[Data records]
==============================

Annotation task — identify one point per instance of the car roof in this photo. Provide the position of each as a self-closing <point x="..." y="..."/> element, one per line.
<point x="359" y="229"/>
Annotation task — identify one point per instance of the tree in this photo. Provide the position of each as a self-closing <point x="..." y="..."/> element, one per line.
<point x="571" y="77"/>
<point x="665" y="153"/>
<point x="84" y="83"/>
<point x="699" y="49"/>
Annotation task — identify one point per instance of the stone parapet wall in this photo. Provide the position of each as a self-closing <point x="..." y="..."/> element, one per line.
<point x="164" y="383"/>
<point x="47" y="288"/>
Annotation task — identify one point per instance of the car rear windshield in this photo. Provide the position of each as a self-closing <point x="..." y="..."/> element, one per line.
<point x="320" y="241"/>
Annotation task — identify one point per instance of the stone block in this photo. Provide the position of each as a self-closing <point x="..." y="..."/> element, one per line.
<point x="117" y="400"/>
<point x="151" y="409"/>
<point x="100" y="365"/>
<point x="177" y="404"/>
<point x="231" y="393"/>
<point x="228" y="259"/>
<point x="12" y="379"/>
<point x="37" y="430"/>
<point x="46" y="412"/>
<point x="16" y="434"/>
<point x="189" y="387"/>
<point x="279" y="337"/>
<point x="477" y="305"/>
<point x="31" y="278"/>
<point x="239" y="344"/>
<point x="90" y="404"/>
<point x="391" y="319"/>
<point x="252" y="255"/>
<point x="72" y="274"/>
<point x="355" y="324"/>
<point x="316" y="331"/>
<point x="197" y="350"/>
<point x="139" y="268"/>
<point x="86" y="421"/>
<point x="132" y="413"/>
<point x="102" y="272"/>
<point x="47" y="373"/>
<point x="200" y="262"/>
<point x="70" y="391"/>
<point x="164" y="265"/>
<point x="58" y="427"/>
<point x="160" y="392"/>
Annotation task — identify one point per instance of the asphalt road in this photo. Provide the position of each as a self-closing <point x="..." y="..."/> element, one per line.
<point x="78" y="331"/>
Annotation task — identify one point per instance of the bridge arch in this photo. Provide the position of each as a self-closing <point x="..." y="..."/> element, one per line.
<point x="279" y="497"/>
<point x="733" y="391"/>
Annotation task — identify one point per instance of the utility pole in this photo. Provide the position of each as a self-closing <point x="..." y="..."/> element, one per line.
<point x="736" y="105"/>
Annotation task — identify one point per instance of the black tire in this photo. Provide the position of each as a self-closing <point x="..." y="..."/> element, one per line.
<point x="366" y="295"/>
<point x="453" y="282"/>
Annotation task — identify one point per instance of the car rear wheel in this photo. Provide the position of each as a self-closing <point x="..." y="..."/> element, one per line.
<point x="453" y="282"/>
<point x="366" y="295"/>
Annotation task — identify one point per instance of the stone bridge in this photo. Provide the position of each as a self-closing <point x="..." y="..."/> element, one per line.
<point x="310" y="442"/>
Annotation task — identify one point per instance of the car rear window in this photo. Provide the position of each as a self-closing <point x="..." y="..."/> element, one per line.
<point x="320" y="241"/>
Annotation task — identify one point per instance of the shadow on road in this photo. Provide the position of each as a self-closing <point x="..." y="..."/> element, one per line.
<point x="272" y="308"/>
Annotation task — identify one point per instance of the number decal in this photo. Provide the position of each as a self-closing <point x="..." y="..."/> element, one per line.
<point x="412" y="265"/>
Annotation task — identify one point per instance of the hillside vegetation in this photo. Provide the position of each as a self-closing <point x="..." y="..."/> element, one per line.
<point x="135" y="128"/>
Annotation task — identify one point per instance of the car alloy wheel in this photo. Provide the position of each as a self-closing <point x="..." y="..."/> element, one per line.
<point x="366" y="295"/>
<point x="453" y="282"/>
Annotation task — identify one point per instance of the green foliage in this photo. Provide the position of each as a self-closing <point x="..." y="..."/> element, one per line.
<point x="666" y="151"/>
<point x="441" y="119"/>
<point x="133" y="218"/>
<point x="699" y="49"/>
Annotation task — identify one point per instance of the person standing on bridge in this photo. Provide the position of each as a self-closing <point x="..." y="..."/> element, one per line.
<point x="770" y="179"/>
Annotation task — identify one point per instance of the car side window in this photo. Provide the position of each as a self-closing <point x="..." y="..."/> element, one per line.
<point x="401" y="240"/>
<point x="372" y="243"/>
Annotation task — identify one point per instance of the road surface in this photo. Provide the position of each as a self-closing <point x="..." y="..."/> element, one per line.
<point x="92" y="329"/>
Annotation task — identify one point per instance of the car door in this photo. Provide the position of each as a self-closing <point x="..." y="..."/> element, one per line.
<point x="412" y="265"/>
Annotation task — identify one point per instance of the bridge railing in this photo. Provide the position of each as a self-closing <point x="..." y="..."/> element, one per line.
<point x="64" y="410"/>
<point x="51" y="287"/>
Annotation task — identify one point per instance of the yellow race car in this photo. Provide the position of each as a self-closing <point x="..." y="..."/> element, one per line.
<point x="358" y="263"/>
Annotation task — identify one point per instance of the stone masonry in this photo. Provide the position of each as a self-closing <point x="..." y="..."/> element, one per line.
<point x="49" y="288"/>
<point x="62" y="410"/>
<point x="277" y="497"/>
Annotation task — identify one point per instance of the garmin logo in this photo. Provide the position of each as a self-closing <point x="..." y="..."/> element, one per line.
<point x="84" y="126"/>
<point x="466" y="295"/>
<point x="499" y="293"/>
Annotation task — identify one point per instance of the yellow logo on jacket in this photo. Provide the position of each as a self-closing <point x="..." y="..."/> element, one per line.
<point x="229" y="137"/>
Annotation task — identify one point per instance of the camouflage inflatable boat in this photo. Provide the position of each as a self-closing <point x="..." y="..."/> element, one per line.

==============================

## REQUEST
Copy every one of the items above line for line, without changing anything.

## TASK OUTPUT
Annotation task — identify one point per instance of the car roof in this photo. Provide the position of each as a self-closing <point x="..." y="..."/> element, one per line.
<point x="359" y="229"/>
Annotation task — identify one point per instance of the tree in this photo. Provide the position of each as a self-closing <point x="..." y="..."/> element, one per line.
<point x="571" y="77"/>
<point x="665" y="153"/>
<point x="84" y="83"/>
<point x="699" y="49"/>
Annotation task — identify one point per instance of the stone parapet wall in this photo. Provide the position of each as a self-closing <point x="..." y="..."/> element, one per line.
<point x="164" y="383"/>
<point x="47" y="288"/>
Annotation task — identify one point per instance of the car rear windshield in this photo. Provide the position of each as a self-closing <point x="..." y="..."/> element, one per line.
<point x="320" y="241"/>
Annotation task — identify one point per instance of the stone block in this photo. Provide the position of each as a self-closing <point x="..." y="..."/> element, one per line.
<point x="117" y="400"/>
<point x="151" y="409"/>
<point x="100" y="365"/>
<point x="177" y="404"/>
<point x="231" y="393"/>
<point x="228" y="259"/>
<point x="12" y="379"/>
<point x="37" y="430"/>
<point x="46" y="412"/>
<point x="16" y="434"/>
<point x="189" y="387"/>
<point x="279" y="337"/>
<point x="477" y="305"/>
<point x="31" y="278"/>
<point x="239" y="344"/>
<point x="90" y="404"/>
<point x="391" y="319"/>
<point x="252" y="255"/>
<point x="72" y="274"/>
<point x="355" y="324"/>
<point x="316" y="331"/>
<point x="197" y="350"/>
<point x="139" y="268"/>
<point x="86" y="421"/>
<point x="132" y="413"/>
<point x="102" y="272"/>
<point x="47" y="373"/>
<point x="200" y="262"/>
<point x="70" y="391"/>
<point x="164" y="265"/>
<point x="58" y="427"/>
<point x="160" y="392"/>
Annotation task — identify one point per instance of the asphalt road in this photo. Provide the position of each as a self-closing <point x="..." y="..."/> element, one per line.
<point x="78" y="331"/>
Annotation task — identify one point per instance of the bridge arch in this photo. Provide the position of each as a self-closing <point x="..." y="..."/> element, one per line.
<point x="279" y="497"/>
<point x="733" y="391"/>
Annotation task — identify one point per instance of the utility pole in this photo. Provide the position of each as a self-closing <point x="..." y="..."/> element, one per line.
<point x="736" y="105"/>
Annotation task — identify one point per instance of the black tire in this photo. Provide the position of each as a self-closing <point x="..." y="..."/> element, one per line.
<point x="366" y="295"/>
<point x="453" y="282"/>
Annotation task — identify one point per instance of the car rear wheel in this photo. Provide the position of each as a self-closing <point x="..." y="..."/> element, one per line.
<point x="453" y="282"/>
<point x="366" y="295"/>
Annotation task — identify one point per instance of the stone bridge in this photo. Provide the position of each as a self-closing <point x="..." y="..."/> element, one per line.
<point x="310" y="442"/>
Annotation task — identify one point per instance of the car rear window in this photo. Provide the position of each as a self-closing <point x="..." y="..."/> element, one per line.
<point x="320" y="241"/>
Annotation task — identify one point per instance of the shadow on road in this photo. Provide the position of each as a self-closing <point x="..." y="..."/> element, one per line.
<point x="272" y="308"/>
Annotation task — identify one point per instance of the number decal in this photo. Provide the position of each as a self-closing <point x="..." y="..."/> element, one per line.
<point x="412" y="265"/>
Annotation task — identify one point per instance of the hillside vegetation in this photo. Provide the position of each as a self-closing <point x="..." y="..."/> element, one per line.
<point x="135" y="128"/>
Annotation task — identify one point per instance of the car alloy wheel in this photo. Provide the position of each as a self-closing <point x="..." y="..."/> element, one per line.
<point x="366" y="295"/>
<point x="453" y="282"/>
Annotation task — identify one point per instance of the green foliage in this photo. Provide the position of each as a self-closing <point x="..." y="..."/> element, one per line.
<point x="666" y="151"/>
<point x="441" y="119"/>
<point x="133" y="218"/>
<point x="699" y="49"/>
Annotation task — identify one point per instance of the person standing on bridge in this photo. Provide the position of each as a self-closing <point x="..." y="..."/> element, one per line.
<point x="770" y="179"/>
Annotation task — identify one point per instance of the car side window in this photo. Provide the position of each as a self-closing <point x="..." y="..."/> element, one per line.
<point x="401" y="240"/>
<point x="372" y="243"/>
Annotation task — identify one point per instance of the road surface in this photo. Provide the position of each as a self-closing <point x="..." y="..."/> element, one per line.
<point x="92" y="329"/>
Annotation task — identify one point per instance of the car door in this photo. Provide the position of each as a self-closing <point x="..." y="..."/> element, one per line.
<point x="412" y="265"/>
Annotation task — identify one point per instance of the bridge railing in this photo. Provide the position of each as a self-closing <point x="..." y="..."/> element, one per line.
<point x="64" y="410"/>
<point x="51" y="287"/>
Annotation task — identify one point per instance of the yellow race car in this photo. Provide the position of each as a self-closing <point x="..." y="..."/> element, one per line.
<point x="358" y="263"/>
Annotation task — identify one point per instance of the stone masonry in this photo. Provide the position of each as a self-closing <point x="..." y="..."/> element, one per line.
<point x="49" y="288"/>
<point x="62" y="410"/>
<point x="277" y="497"/>
Annotation task — identify one point per instance of the garmin logo in this photo. Provide the position of each as a self-closing <point x="..." y="..."/> element, one per line.
<point x="84" y="126"/>
<point x="466" y="295"/>
<point x="499" y="293"/>
Annotation task — identify one point per instance of the yellow logo on jacket in this photo. Provide the position of each as a self-closing <point x="..." y="..."/> element, one per line.
<point x="229" y="137"/>
Annotation task — identify one point per instance of the camouflage inflatable boat in this photo. Provide the position of each as a self-closing <point x="..." y="..."/> element, one per line.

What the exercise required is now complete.